### [GIVEN REQUEST]
Reproduce, word for word, the part of the data below that begins with the line containing "Where can you see the tree line" and ends with the line containing "column 557, row 78".

________________

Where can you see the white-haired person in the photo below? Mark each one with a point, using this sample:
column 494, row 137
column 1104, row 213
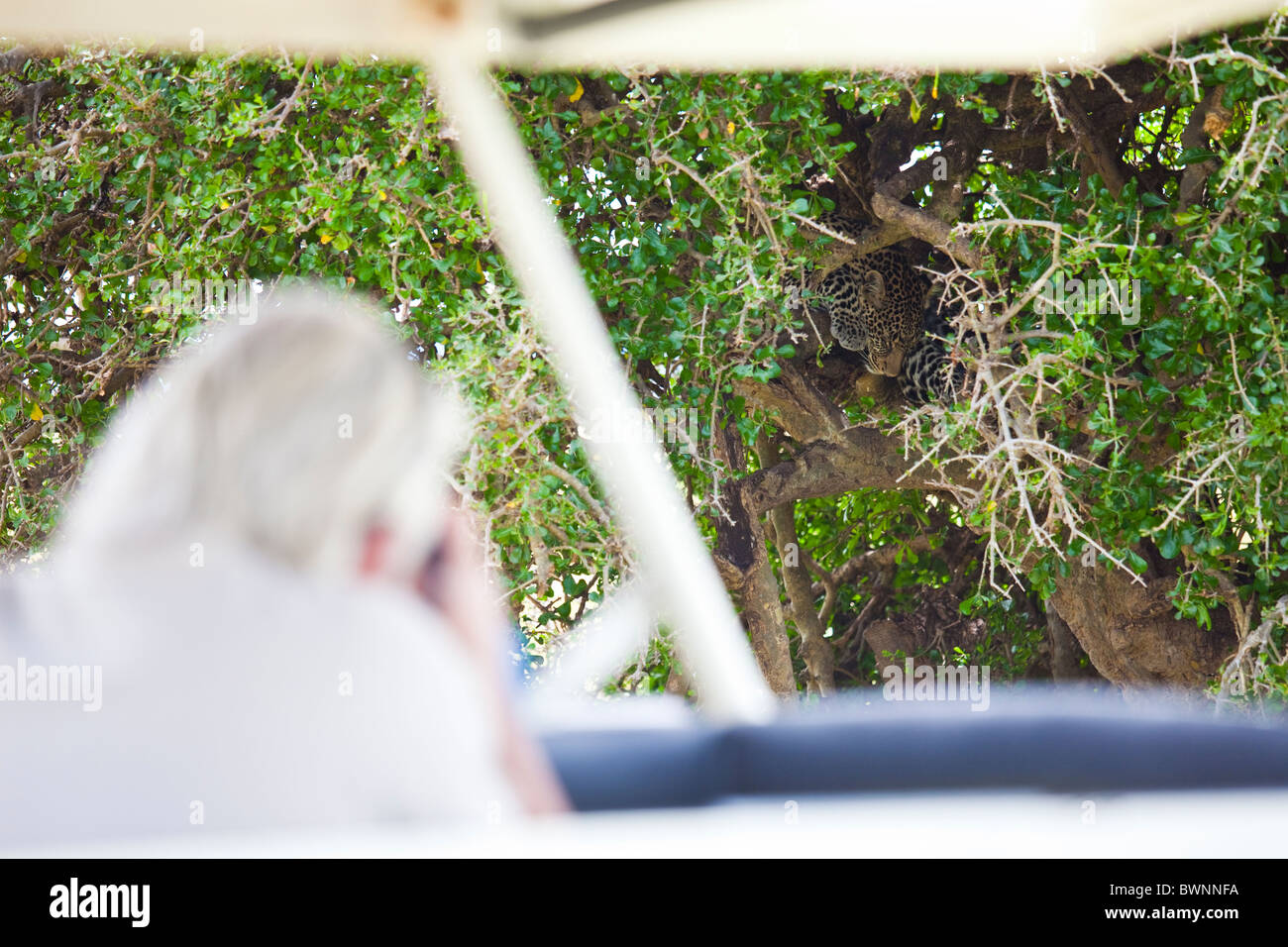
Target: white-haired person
column 262, row 608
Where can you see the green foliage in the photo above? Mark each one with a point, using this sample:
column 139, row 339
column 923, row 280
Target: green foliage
column 683, row 197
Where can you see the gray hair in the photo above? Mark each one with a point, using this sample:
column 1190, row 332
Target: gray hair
column 294, row 436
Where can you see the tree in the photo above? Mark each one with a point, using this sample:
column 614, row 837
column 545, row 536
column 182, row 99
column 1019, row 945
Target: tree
column 1108, row 241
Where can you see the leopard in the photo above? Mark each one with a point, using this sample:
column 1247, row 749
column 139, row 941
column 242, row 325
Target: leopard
column 874, row 304
column 884, row 309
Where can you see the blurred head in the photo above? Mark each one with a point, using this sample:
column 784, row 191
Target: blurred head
column 308, row 436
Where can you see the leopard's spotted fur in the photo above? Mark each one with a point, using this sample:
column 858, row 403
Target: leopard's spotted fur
column 874, row 303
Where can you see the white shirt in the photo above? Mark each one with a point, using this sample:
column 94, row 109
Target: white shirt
column 233, row 694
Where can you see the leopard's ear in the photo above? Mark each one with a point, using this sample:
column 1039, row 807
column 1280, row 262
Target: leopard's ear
column 872, row 289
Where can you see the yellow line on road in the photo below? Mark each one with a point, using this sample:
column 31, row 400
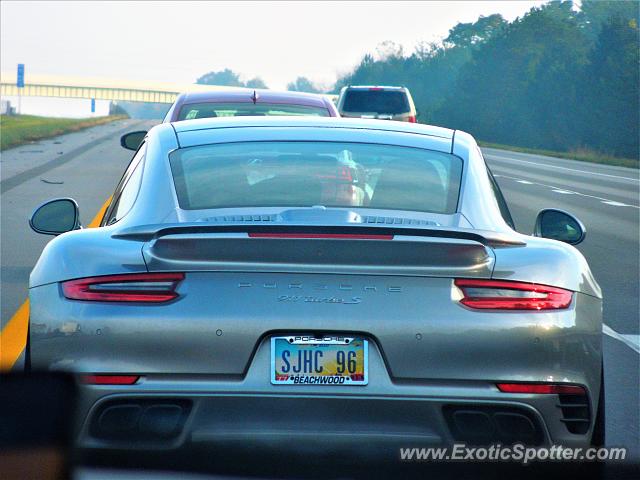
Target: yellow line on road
column 13, row 337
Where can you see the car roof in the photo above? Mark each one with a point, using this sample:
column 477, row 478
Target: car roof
column 312, row 122
column 245, row 95
column 378, row 87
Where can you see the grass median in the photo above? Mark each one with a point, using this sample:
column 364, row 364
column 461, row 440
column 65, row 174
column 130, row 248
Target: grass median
column 16, row 130
column 582, row 155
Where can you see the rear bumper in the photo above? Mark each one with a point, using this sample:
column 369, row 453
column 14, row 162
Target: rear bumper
column 235, row 414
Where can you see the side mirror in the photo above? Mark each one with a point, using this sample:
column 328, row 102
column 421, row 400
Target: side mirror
column 55, row 217
column 559, row 225
column 132, row 140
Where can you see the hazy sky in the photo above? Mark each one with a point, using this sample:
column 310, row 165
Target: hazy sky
column 179, row 41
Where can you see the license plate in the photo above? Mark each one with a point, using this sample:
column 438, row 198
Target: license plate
column 329, row 360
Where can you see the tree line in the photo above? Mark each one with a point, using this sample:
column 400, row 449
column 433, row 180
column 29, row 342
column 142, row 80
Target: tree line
column 557, row 78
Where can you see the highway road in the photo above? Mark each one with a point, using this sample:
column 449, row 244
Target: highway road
column 87, row 165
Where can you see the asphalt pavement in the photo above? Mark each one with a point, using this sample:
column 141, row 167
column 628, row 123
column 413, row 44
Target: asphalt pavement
column 606, row 199
column 87, row 165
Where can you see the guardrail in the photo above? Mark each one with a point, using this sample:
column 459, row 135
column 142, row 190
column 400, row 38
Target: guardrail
column 99, row 93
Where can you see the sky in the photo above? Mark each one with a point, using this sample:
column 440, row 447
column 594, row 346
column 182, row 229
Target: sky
column 179, row 41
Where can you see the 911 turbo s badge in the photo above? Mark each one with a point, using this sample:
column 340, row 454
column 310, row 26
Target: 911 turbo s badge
column 312, row 299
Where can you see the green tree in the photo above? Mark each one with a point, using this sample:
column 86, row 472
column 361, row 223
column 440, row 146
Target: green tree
column 612, row 89
column 226, row 77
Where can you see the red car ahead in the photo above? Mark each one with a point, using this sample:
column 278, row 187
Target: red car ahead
column 249, row 102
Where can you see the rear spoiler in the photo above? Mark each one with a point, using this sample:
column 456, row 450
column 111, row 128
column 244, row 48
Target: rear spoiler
column 144, row 233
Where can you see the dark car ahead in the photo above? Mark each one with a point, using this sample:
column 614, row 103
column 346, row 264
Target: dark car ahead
column 249, row 102
column 384, row 103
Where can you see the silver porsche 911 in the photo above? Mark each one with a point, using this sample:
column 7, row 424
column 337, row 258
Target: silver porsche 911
column 317, row 286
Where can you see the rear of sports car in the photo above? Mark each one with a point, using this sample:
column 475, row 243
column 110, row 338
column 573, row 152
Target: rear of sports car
column 315, row 331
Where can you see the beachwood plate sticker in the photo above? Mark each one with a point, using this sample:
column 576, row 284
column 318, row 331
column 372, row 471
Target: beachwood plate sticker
column 328, row 360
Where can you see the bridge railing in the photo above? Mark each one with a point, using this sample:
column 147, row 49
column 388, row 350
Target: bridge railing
column 99, row 93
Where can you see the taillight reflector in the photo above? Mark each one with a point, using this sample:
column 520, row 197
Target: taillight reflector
column 345, row 236
column 110, row 379
column 543, row 388
column 507, row 295
column 136, row 287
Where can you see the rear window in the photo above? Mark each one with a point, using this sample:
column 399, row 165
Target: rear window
column 209, row 110
column 304, row 174
column 375, row 101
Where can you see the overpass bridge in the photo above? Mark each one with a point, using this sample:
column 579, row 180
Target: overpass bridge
column 98, row 89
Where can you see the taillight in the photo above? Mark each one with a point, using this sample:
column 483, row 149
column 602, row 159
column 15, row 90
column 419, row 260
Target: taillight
column 341, row 236
column 506, row 295
column 543, row 388
column 109, row 379
column 136, row 287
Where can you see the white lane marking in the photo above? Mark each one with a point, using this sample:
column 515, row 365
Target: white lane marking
column 616, row 204
column 562, row 168
column 560, row 190
column 631, row 341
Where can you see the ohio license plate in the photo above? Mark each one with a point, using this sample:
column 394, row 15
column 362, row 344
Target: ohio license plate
column 328, row 360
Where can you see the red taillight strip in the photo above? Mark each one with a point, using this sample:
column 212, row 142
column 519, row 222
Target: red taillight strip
column 543, row 388
column 345, row 236
column 109, row 379
column 542, row 297
column 144, row 287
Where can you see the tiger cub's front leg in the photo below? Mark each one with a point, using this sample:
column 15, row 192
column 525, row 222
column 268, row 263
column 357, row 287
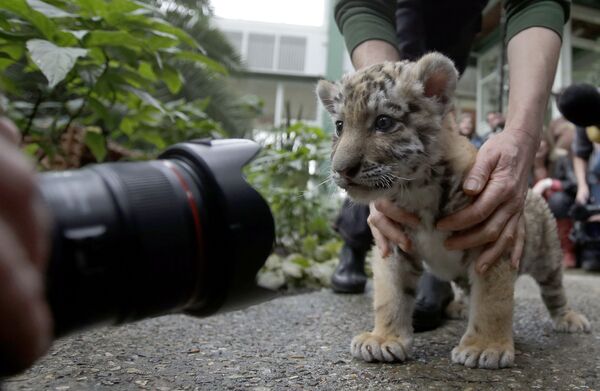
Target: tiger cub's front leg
column 395, row 282
column 488, row 341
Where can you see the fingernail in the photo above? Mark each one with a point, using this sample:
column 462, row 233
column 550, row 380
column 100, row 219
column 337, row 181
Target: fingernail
column 472, row 184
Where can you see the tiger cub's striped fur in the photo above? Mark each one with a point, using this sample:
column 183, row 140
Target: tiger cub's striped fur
column 394, row 140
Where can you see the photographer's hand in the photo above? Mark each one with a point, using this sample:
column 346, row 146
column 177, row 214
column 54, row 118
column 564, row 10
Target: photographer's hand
column 25, row 322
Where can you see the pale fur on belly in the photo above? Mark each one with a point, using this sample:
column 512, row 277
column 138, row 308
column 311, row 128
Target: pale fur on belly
column 443, row 263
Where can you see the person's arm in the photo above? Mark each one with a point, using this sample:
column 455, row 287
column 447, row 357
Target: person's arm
column 499, row 176
column 25, row 323
column 360, row 21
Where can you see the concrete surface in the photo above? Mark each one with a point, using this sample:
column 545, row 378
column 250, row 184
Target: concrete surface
column 302, row 342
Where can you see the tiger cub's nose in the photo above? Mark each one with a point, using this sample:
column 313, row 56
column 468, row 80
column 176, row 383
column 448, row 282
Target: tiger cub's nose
column 349, row 171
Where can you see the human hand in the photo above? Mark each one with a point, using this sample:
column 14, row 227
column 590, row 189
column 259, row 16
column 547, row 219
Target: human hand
column 542, row 185
column 25, row 322
column 386, row 222
column 583, row 194
column 499, row 180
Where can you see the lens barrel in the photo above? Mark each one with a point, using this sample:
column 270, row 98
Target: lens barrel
column 132, row 240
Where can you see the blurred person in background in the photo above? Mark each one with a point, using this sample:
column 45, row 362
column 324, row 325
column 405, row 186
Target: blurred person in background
column 554, row 178
column 466, row 127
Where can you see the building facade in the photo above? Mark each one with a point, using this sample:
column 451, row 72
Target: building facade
column 283, row 63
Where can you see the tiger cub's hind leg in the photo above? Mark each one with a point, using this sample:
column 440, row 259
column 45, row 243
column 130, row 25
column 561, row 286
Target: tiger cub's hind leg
column 488, row 341
column 395, row 282
column 564, row 319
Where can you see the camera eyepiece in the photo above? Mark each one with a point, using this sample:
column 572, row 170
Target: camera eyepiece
column 131, row 240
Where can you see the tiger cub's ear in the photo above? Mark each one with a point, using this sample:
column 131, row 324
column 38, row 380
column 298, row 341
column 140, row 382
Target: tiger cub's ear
column 327, row 91
column 438, row 75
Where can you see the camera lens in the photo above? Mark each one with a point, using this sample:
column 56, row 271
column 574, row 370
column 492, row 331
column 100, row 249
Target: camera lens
column 133, row 240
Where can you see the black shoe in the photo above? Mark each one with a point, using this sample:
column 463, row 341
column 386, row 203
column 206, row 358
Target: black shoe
column 591, row 262
column 433, row 295
column 349, row 276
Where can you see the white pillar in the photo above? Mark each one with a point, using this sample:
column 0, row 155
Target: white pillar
column 279, row 97
column 565, row 67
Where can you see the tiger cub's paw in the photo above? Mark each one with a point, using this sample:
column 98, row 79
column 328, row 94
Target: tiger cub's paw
column 477, row 353
column 371, row 347
column 571, row 322
column 458, row 309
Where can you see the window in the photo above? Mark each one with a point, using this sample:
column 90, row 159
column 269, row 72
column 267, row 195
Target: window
column 260, row 51
column 292, row 53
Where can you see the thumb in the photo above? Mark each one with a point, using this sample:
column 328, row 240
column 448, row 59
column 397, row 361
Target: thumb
column 480, row 173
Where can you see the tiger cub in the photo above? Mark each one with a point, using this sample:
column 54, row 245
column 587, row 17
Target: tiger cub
column 394, row 140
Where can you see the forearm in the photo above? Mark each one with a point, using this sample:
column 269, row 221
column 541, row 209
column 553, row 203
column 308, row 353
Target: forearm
column 580, row 168
column 365, row 20
column 532, row 57
column 373, row 52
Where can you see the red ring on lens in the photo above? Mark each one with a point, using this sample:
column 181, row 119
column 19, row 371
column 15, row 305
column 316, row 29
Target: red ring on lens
column 191, row 202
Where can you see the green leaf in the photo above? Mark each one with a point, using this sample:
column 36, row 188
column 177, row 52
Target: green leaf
column 55, row 62
column 128, row 126
column 145, row 70
column 154, row 138
column 14, row 51
column 95, row 141
column 93, row 7
column 147, row 98
column 172, row 78
column 31, row 149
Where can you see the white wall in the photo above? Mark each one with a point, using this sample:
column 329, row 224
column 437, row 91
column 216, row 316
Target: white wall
column 315, row 55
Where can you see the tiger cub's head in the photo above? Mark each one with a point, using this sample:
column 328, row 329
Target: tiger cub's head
column 388, row 118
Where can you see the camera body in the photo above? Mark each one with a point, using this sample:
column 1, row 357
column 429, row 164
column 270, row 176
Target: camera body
column 131, row 240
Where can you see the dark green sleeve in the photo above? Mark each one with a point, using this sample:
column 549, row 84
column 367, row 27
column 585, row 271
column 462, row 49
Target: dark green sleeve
column 364, row 20
column 522, row 14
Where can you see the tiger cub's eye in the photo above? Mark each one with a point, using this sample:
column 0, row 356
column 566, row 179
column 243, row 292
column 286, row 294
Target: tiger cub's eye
column 339, row 125
column 384, row 123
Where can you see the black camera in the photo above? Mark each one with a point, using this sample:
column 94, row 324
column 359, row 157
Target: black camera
column 131, row 240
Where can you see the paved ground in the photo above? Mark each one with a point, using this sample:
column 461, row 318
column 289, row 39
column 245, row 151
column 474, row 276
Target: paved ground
column 301, row 342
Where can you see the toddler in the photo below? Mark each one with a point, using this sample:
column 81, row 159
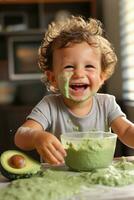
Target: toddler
column 76, row 60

________________

### [RESULT OF THE EXERCISE]
Where can you see the tree line in the photo above? Mark each one with a point, using this sample:
column 400, row 449
column 433, row 180
column 29, row 342
column 142, row 80
Target: tree line
column 557, row 78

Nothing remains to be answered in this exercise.